> **INSTRUCTIONS FOR THE TASK**
Copy exactly the lines from the first line of the records below through the line containing "Target: ceiling light", including both, and nothing else.

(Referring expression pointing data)
_ _ _ _ _
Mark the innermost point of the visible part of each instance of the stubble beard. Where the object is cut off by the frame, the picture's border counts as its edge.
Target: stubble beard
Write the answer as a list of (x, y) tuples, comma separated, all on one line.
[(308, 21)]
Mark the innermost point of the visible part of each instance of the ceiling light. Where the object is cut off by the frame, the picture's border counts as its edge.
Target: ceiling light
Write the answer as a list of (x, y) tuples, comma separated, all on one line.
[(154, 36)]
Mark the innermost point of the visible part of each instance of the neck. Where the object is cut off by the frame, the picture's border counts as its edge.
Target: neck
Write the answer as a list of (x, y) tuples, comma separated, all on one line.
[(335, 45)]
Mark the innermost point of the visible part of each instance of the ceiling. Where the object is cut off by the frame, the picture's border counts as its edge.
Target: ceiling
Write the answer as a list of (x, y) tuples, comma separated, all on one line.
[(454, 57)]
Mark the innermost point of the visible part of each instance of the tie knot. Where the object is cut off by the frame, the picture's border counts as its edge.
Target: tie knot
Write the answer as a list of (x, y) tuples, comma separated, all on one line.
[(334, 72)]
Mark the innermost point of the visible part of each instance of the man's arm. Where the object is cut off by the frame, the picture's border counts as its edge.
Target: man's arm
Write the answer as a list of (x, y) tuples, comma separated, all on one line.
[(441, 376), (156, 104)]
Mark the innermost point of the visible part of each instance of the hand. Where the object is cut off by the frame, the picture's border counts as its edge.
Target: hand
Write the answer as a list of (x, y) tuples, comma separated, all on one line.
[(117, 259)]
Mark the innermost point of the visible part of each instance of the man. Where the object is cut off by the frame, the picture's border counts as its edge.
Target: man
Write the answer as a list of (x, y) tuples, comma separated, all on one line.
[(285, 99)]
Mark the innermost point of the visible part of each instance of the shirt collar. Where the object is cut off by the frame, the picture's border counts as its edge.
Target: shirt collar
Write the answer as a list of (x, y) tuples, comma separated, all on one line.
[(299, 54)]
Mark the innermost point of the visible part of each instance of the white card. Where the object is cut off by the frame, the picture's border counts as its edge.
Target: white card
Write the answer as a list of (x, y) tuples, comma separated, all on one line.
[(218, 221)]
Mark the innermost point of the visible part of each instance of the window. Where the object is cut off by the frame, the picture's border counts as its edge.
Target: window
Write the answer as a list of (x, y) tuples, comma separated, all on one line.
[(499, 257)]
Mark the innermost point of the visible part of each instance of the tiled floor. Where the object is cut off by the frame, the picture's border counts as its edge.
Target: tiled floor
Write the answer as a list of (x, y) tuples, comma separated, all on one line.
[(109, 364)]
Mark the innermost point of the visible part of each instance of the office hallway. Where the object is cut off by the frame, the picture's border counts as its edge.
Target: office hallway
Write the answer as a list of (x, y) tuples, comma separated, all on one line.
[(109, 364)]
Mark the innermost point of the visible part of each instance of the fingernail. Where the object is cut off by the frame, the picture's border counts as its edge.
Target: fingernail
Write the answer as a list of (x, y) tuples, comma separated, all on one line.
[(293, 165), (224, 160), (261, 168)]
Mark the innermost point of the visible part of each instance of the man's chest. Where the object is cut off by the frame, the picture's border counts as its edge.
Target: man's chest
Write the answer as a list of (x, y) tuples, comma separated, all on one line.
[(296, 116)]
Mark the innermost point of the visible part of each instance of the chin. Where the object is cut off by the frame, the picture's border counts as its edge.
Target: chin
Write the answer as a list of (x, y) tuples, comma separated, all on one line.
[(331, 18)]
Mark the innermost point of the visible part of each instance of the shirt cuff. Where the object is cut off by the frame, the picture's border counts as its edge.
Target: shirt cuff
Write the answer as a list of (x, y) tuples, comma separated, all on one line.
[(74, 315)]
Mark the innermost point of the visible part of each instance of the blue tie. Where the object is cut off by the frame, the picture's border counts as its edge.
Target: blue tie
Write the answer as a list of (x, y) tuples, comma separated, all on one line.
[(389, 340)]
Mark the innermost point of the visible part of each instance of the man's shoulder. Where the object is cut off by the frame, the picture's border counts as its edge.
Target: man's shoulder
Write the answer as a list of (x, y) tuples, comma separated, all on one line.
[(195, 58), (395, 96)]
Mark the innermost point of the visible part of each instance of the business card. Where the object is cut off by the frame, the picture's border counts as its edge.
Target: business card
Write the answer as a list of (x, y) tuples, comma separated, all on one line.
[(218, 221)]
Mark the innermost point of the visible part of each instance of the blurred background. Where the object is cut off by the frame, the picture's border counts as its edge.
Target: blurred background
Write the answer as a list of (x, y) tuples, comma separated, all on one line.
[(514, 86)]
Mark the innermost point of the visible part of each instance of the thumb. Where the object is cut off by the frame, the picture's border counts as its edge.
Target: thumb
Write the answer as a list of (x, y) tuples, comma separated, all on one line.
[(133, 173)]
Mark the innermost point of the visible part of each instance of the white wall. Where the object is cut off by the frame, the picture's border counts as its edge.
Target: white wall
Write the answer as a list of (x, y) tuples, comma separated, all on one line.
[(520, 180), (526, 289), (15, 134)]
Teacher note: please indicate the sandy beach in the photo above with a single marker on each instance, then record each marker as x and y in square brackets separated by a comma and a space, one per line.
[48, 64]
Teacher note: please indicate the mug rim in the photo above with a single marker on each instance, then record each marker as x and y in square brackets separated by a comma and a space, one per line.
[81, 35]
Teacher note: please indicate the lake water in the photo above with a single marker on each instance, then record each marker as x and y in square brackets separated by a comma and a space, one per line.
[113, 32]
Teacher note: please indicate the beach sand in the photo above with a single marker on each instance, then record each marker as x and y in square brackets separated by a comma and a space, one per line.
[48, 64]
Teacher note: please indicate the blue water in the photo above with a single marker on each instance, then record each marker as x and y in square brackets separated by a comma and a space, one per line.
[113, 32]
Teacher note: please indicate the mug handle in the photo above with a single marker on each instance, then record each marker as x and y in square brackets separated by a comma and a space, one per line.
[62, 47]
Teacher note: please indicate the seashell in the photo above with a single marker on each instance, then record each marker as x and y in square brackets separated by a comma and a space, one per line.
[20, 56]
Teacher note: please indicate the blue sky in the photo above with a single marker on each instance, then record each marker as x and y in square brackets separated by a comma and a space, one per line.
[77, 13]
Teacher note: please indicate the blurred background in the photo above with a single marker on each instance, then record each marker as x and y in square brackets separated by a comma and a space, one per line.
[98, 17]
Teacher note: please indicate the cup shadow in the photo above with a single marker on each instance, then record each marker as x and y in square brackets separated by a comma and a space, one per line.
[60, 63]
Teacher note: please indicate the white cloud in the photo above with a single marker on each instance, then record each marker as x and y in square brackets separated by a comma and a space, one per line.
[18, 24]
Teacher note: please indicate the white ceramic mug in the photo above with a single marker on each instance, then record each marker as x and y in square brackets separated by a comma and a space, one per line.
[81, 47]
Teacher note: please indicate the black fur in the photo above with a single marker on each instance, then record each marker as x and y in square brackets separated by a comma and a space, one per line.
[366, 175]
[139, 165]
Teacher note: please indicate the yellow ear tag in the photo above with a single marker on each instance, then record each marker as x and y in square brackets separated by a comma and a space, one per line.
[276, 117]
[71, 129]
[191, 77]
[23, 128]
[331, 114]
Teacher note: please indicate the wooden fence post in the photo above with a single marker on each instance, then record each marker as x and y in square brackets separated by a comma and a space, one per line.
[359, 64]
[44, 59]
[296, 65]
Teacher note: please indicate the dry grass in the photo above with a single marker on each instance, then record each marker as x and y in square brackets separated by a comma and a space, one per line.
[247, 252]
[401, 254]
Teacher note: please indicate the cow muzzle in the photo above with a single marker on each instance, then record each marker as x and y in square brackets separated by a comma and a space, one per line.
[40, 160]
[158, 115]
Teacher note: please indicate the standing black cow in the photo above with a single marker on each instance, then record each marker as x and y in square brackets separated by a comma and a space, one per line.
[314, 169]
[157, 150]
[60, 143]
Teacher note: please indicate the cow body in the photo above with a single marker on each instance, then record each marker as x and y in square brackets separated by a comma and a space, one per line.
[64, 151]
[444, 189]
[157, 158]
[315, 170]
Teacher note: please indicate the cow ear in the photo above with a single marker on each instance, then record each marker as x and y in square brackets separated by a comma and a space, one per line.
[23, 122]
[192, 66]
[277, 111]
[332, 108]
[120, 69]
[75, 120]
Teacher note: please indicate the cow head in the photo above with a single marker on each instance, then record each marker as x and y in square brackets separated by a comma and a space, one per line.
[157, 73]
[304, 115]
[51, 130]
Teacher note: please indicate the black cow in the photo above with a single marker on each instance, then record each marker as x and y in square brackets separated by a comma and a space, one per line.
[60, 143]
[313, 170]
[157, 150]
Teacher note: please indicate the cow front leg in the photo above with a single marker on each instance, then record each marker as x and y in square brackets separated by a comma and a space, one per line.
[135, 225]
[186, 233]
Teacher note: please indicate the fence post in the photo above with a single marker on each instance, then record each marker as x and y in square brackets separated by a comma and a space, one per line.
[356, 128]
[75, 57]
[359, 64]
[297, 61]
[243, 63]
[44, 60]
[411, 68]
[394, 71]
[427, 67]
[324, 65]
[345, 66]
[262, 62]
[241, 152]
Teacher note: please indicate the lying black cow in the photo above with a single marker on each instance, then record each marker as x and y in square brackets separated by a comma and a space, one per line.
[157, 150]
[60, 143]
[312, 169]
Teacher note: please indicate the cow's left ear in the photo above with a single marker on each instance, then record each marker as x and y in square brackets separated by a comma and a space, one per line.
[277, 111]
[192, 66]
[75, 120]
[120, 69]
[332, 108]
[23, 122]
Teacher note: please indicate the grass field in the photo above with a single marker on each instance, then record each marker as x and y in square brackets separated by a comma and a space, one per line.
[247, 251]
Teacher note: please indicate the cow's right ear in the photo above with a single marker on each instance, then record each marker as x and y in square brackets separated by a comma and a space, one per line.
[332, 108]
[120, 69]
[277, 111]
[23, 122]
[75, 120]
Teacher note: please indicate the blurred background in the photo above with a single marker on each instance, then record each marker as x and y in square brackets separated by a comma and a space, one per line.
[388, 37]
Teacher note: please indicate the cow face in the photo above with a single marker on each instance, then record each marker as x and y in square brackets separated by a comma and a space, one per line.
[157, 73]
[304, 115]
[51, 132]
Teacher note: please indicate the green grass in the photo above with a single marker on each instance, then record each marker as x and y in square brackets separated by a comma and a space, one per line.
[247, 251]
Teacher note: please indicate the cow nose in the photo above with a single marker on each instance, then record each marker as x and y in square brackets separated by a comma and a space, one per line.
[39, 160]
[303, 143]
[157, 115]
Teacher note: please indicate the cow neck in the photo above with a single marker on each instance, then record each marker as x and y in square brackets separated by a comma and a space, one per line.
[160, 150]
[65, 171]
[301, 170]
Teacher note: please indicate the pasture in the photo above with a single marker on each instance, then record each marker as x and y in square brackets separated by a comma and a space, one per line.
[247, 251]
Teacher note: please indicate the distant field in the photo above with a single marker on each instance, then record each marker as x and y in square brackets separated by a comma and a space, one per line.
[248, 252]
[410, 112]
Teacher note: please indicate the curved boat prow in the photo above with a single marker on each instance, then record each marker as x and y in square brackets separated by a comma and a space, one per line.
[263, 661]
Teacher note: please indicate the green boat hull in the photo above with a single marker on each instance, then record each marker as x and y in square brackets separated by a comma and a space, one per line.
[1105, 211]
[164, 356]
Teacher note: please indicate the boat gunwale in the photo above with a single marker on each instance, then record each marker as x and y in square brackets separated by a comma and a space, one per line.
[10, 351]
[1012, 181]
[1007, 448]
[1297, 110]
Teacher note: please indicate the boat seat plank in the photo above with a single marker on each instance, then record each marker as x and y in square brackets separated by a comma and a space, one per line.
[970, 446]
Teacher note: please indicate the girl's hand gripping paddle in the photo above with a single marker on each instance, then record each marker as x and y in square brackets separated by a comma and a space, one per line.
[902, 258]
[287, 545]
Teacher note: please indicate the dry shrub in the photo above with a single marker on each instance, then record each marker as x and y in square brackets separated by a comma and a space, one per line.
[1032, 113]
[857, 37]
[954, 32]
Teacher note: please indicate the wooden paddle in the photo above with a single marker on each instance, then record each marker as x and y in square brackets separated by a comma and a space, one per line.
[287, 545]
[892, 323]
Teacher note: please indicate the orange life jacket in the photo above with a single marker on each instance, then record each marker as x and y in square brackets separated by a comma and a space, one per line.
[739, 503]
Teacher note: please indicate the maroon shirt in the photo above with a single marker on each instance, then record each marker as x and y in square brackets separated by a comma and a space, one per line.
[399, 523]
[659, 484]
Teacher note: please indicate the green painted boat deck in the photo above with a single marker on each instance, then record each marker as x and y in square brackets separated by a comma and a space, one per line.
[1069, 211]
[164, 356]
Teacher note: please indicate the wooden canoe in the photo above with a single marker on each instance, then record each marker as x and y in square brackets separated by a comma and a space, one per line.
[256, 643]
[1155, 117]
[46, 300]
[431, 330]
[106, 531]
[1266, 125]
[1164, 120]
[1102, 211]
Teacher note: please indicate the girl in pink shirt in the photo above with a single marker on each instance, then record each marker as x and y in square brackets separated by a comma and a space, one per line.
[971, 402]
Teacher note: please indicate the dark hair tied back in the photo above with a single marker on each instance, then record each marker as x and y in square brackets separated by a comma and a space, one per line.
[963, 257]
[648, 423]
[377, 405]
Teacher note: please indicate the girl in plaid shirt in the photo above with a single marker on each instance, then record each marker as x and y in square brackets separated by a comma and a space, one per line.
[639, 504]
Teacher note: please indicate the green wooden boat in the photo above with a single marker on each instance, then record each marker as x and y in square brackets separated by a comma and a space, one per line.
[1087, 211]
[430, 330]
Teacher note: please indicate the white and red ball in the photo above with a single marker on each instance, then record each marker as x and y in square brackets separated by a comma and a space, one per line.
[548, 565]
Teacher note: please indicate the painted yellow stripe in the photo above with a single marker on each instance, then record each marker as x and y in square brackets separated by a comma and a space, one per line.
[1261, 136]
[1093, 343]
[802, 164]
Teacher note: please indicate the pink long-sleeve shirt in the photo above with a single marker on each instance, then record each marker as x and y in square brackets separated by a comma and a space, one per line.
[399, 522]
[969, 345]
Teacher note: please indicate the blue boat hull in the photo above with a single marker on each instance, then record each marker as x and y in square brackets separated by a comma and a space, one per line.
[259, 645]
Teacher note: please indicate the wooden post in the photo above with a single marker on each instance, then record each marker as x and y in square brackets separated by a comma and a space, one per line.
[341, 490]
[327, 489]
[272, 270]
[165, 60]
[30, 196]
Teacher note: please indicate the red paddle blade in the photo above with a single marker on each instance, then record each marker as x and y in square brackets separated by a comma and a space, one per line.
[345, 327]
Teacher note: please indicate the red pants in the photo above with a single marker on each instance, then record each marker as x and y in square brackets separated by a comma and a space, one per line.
_ _ _ _ _
> **REPLY TO THE TASK**
Mark the innermost point of the visible part of each instance of the stubble beard. Where the object is cut off by the frame, the picture's border counts as its edge.
Target: stubble beard
Write the answer as a list of (x, y) tuples, comma separated, all on one line.
[(308, 21)]
Mark the innermost point of the visible part of each instance of the ceiling light. Where the object is cut off by the frame, the picture's border counts as its edge.
Target: ceiling light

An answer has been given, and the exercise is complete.